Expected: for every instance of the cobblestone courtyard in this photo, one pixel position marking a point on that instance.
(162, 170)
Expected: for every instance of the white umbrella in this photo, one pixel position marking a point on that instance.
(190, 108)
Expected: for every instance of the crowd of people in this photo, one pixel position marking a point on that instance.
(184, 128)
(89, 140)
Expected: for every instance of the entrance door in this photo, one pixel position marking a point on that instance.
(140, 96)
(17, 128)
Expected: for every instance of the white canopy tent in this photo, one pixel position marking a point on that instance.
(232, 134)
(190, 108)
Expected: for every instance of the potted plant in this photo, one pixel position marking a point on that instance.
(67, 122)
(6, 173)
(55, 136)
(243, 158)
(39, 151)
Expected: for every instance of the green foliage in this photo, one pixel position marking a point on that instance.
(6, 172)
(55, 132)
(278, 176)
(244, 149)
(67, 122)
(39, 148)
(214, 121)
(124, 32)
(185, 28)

WORK TO BE COMPLETED:
Copy out the listing word for word, beginning at the line that contains "Expected: for every instance of the entrance" and continuing through the final line of the listing.

WRITTEN REPLY:
Expected: for every instance of the entrance door in this photo, one pixel position marking a point on that instance.
(140, 96)
(17, 128)
Expected: for every instance of the white canopy tent in this photo, one pixel position marking a point on that instance.
(232, 134)
(190, 108)
Expected: for every instance of the potted plant in this photo, one pixel position marking a point on that instance.
(67, 122)
(6, 173)
(55, 136)
(243, 158)
(39, 151)
Expected: for every instance of the green foliage in this photo, one pixel position marking a point on that instance.
(6, 172)
(55, 132)
(278, 176)
(244, 149)
(67, 122)
(39, 148)
(214, 121)
(124, 32)
(185, 28)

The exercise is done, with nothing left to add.